• TAREFA:
No texto fornecido, por que razão Marcos recusou apostatar quando os amigos o incitaram a fazê-lo? Responda em uma a três frases.

• TEXTO FORNECIDO:

Este comportamento, que se
diria paradoxal, durou 30 anos:
depois, o Senhor tomou-lhe a palavra. Na manhã de 7 de Julho de
1900, cerca de 200 Boxers entraram pela aldeia. Marcos e os seus, 13
pessoas, refugiaram-se num cemitério. Mas foram traídos e levados
presos. Incitado por amigos a apostatar para defender a vida e os
seus, respondeu: «Somos cristãos há dois séculos. O nosso
Cristianismo vai tão longe como a dinastia Ming; preferimos a morte
à apostasia; não podemos renegar a nossa fé». A resposta da
autoridade consistiu numa folha vermelha com a sentença: «Estes
pronunciaram palavras de soberba; sejam portanto levados à porta
principal e decapitados».
Num dos carros que os transportavam, o neto de oito anos, Francisco,
pergunta a Marcos: «Para onde nos levam, avô?» O velho apontou para
o céu e respondeu: «Voltamos a casa, meu menino!». E pôs-se a entoar
as invocações da ladainha mariana, a que todos respondiam: «Rogai
por nós».

Registos de pontos rotulados
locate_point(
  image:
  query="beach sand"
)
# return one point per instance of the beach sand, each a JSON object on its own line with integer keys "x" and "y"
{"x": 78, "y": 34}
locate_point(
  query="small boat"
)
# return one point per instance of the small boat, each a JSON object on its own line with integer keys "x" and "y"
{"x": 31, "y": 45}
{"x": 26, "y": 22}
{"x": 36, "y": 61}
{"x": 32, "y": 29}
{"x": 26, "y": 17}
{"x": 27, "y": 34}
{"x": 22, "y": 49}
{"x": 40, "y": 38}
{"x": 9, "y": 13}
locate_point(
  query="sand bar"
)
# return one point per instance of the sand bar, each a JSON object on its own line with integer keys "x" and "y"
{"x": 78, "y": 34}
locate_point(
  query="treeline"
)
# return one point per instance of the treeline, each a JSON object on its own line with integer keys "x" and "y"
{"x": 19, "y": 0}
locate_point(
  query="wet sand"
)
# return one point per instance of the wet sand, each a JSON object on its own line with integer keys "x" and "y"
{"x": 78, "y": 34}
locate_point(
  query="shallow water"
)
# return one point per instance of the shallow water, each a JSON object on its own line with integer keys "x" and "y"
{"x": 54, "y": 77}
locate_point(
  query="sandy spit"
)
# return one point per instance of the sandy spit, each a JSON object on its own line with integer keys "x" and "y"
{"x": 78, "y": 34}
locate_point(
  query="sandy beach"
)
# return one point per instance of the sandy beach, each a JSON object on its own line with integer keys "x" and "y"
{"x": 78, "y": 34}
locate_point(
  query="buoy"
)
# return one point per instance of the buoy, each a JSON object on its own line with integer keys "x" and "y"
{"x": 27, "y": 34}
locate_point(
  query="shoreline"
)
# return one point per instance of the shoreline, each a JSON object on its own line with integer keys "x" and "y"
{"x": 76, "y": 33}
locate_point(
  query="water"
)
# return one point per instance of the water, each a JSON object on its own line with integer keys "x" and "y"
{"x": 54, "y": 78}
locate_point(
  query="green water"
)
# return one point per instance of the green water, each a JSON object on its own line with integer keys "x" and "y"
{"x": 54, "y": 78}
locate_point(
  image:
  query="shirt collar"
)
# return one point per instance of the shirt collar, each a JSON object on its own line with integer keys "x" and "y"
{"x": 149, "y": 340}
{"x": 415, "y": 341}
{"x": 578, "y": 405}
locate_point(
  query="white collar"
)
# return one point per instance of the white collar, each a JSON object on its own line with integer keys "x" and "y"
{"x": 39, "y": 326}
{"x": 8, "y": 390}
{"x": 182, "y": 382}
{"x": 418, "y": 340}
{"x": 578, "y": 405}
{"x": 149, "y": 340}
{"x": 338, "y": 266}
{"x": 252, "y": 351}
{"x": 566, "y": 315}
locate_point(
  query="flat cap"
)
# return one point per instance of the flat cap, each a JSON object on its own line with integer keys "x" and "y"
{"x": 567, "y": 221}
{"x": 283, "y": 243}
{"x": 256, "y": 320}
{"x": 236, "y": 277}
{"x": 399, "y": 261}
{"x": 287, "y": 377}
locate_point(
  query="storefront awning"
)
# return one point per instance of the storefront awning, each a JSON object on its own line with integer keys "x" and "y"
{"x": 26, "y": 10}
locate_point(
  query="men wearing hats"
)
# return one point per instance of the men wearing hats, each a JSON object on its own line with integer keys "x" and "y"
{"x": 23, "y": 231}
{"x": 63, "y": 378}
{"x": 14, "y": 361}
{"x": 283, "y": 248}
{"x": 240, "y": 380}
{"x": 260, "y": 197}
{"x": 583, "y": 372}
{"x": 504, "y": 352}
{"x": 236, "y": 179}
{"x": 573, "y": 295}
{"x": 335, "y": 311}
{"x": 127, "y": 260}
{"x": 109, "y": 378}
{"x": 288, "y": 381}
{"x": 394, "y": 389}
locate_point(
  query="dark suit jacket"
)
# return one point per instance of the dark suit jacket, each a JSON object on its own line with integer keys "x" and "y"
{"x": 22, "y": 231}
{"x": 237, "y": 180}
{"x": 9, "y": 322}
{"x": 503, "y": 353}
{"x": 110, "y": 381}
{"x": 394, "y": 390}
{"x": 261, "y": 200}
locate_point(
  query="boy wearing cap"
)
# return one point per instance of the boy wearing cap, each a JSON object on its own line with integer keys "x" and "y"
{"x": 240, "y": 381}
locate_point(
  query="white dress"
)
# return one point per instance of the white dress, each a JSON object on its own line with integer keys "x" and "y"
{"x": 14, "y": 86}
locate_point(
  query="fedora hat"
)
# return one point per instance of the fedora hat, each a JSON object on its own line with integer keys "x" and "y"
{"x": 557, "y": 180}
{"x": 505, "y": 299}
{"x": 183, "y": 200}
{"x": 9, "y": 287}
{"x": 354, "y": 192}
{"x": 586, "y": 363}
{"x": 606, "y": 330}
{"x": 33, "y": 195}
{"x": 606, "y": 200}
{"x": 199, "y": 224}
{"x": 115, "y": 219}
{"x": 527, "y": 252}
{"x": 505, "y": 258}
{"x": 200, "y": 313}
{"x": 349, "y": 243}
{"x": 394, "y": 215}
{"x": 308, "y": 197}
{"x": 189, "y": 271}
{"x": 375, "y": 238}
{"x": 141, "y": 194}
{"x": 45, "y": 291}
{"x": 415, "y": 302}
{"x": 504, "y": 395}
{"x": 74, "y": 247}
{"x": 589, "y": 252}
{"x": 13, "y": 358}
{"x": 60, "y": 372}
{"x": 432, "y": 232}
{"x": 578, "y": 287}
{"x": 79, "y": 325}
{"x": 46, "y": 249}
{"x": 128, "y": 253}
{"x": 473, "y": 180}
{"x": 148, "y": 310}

• RESPOSTA:
Marcos recusou porque a sua família era cristã havia dois séculos e o seu cristianismo remontava à dinastia Ming. Por isso preferiam a morte à apostasia e não podiam renegar a sua fé.